Exercise input:
- - -

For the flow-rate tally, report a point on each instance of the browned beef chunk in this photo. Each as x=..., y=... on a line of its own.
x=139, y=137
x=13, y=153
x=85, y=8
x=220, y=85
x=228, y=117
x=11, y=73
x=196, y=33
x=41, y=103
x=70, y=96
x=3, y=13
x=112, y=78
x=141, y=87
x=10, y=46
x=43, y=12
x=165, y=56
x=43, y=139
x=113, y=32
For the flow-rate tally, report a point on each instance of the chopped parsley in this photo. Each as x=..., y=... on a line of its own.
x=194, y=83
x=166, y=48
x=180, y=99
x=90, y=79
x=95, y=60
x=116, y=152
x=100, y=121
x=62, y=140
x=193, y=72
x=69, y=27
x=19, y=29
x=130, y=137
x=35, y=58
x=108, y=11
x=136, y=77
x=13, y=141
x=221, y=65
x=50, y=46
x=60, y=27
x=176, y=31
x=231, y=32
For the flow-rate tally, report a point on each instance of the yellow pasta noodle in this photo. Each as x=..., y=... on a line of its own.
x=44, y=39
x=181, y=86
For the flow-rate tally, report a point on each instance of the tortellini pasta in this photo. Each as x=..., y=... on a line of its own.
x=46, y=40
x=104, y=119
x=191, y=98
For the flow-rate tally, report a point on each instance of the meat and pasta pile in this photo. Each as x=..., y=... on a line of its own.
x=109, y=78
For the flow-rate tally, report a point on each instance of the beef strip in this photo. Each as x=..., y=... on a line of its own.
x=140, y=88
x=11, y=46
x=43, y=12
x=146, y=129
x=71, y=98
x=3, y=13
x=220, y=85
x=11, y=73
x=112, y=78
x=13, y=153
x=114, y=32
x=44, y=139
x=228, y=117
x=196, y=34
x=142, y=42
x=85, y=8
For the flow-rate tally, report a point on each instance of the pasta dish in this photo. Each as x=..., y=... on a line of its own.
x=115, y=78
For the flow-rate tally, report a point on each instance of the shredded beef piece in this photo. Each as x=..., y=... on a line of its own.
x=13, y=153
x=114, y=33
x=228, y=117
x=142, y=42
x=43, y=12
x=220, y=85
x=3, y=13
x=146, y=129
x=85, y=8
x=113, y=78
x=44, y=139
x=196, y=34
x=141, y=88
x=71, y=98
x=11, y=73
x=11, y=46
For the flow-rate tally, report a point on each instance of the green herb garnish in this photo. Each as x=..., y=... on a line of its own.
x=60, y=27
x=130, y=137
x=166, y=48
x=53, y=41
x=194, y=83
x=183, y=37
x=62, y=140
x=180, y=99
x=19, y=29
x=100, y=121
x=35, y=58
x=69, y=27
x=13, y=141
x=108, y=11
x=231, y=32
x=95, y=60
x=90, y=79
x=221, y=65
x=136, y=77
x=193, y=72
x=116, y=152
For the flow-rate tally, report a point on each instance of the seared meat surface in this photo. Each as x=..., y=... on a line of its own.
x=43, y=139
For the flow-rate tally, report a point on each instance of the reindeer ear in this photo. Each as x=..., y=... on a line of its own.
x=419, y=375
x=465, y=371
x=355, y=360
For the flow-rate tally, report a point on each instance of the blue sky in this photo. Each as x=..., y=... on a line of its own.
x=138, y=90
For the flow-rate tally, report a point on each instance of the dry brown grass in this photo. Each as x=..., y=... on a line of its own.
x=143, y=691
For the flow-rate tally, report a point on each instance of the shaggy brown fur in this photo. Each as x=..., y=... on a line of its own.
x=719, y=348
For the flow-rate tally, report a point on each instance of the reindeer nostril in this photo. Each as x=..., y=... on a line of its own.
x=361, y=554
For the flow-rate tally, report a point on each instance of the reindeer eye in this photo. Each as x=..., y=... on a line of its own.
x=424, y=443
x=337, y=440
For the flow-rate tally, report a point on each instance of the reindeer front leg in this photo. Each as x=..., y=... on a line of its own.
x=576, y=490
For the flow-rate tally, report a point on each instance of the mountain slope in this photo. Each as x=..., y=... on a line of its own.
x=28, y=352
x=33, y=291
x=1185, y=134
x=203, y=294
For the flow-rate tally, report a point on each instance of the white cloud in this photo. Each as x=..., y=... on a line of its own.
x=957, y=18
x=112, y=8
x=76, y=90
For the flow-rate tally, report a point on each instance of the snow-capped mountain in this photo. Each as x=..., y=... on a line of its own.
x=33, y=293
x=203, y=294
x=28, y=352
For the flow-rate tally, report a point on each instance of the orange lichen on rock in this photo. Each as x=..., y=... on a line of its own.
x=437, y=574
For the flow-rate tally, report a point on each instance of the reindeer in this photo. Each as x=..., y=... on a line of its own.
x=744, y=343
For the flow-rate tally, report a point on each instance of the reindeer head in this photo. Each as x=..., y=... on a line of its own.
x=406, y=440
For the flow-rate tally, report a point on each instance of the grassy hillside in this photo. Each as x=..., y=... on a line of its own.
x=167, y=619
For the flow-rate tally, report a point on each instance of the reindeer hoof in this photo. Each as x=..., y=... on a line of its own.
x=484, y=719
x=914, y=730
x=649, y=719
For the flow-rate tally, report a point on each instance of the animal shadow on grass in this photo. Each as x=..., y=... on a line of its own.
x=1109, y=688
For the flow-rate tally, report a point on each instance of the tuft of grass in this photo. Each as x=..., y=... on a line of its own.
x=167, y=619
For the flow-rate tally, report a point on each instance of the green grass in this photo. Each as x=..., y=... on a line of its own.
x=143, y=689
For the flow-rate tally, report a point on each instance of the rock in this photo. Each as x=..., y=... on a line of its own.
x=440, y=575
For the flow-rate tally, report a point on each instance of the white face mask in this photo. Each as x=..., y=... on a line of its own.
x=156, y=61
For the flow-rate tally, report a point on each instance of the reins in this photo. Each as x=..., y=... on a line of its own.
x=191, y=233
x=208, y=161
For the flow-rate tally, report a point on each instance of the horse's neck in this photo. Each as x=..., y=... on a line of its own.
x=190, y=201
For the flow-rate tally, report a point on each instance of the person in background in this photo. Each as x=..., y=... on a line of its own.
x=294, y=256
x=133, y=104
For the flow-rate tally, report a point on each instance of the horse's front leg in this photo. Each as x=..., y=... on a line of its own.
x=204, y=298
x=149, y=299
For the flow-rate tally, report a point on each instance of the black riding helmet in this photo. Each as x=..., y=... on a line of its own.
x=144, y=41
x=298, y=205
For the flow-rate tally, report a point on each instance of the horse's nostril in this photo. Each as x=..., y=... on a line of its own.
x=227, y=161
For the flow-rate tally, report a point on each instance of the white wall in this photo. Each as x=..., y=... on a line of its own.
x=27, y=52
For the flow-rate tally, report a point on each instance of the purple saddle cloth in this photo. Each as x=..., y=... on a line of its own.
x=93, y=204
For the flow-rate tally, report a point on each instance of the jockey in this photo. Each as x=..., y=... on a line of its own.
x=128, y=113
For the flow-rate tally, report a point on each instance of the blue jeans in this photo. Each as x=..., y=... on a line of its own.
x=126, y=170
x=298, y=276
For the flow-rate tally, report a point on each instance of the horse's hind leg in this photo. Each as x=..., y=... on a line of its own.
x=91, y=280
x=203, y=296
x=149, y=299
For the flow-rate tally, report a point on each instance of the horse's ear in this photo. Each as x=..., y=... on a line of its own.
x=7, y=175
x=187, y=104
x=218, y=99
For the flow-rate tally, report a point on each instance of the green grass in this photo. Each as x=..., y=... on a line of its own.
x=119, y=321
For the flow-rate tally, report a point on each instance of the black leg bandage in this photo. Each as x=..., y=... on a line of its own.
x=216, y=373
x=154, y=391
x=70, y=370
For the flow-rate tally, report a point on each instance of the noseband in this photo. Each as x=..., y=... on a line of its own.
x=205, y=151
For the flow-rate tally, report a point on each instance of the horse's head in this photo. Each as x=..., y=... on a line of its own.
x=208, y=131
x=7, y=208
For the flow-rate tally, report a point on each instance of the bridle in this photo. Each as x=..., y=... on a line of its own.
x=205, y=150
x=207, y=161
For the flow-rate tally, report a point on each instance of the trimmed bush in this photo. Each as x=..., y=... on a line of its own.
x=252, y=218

- - -

Task goal: Reproduce only the lines running from the one with "of the bridle" through the final line of the listing above, both ends included.

The completed task:
For the flow-rate tally, report a point on each instance of the bridle in this photo. Each as x=..., y=... on a line of its own.
x=205, y=150
x=207, y=161
For the flow-rate tally, report a point on each instance of the trimmed bush in this photo. Each as x=..., y=... on a line of its own.
x=252, y=218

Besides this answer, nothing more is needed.